(Challenge 1) According to the storage metrics text below, which time ranges are supported?

(Text provided)
Storage Metrics

Introduction

Currently, Nebula Graph supports obtaining the basic performance metrics for the storage service via HTTP.

Each performance metric consists of three parts, namely <counter_name>.<statistic_type>.<time_range>, details are introduced as the follows.

Counter Names

Each counter name is composed of the interface name and the counter name. Currently, the supported interfaces are:

storage_vertex_props // obtain properties of a vertex
storage_edge_props // obtain properties of an edge
storage_add_vertex // insert a vertex
storage_add_edge // insert an edge
storage_del_vertex // delete a vertex
storage_update_vertex // update properties of a vertex
storage_update_edge // update properties of an edge
storage_get_kv // read kv pair
storage_put_kv // put kv pair
storage_get_bound // internal use only

Each interface has three metrics, namely latency (in the units of us), QPS and QPS with errors. The suffixes are as follows:

_latency
_qps
_error_qps

The complete metric concatenates the interface name with the corresponding metric, such as storage_add_vertex_latency, storage_add_vertex_qps and storage_add_vertex_error_qps, representing the latency, QPS, and the QPS with errors of inserting a vertex, respectively.

Statistics Type

Currently supported types are SUM, COUNT, AVG, RATE, and P quantiles (P99, P999, ..., P999999). Among which:

  • Metrics have suffixes _qps and _error_qps support SUM, COUNT, AVG, RATE but don't support P quantiles.
  • Metrics have suffixes _latency support SUM, COUNT, AVG, RATE, and P quantiles.

Time Range

Currently, the supported time ranges are 60s, 600s, and 3600s, which correspond to the last minute, the last ten minutes, and the last hour till now.

Obtain the Corresponding Metrics via HTTP Interface

According to the above introduction, you can make a complete metrics name, here are some examples:

storage_add_vertex_latency.avg.60   // the average latency of inserting a vertex in the last minute
storage_get_bound_qps.rate.600  // obtain neighbor's QPS in the last ten minutes
storage_update_edge_error_qps.count.3600  // errors occurred in updating an edge in the last hour

Assume that a Nebula Graph storage service is started locally, and the ws_http_port port number is set to 12000 when starting. It is sent through the GET interface of HTTP. The method name is get_stats, and the parameter is stats plus the corresponding metrics name. Here's an example of getting metrics via the HTTP interface:

# obtain a metrics
curl -G "http://127.0.0.1:12000/get_stats?stats=storage_vertex_props_qps.rate.60"

(Challenge 2) Count the lines in the entries below that contain the string "clock" and give only the number.

(Data supplied)
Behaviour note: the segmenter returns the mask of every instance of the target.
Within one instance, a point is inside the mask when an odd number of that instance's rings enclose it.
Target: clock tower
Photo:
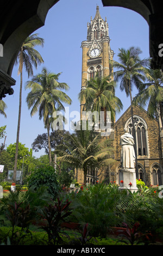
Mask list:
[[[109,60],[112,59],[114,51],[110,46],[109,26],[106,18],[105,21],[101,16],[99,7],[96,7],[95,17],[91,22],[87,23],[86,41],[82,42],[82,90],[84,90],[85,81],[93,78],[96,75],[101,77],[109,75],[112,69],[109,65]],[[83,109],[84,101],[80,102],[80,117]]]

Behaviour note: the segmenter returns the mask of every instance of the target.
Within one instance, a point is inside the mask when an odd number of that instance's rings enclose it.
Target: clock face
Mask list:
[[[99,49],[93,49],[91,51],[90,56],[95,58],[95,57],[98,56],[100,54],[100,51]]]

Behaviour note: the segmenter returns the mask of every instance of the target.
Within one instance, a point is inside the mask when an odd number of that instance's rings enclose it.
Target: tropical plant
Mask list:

(Written answer 1) 60s, 600s, and 3600s.

(Written answer 2) 2